=== Problem statement ===
Which lines in the data below contain the word "could"? List each of those lines in full.

* * *

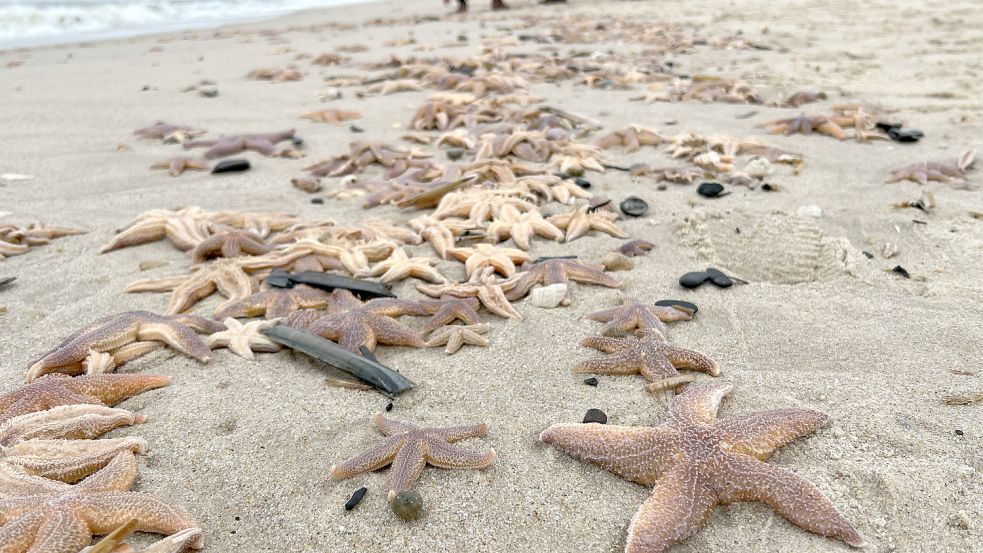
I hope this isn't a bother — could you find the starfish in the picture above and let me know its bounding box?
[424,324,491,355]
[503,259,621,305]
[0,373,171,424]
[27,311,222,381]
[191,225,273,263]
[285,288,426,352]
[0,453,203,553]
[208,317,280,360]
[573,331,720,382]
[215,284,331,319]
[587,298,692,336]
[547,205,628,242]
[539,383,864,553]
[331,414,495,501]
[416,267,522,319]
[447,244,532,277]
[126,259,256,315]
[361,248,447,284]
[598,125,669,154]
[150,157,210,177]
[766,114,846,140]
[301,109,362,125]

* * *

=== Response ===
I hope this isn't a bother — could you find the starfish in the picture above and let me know its bounding box?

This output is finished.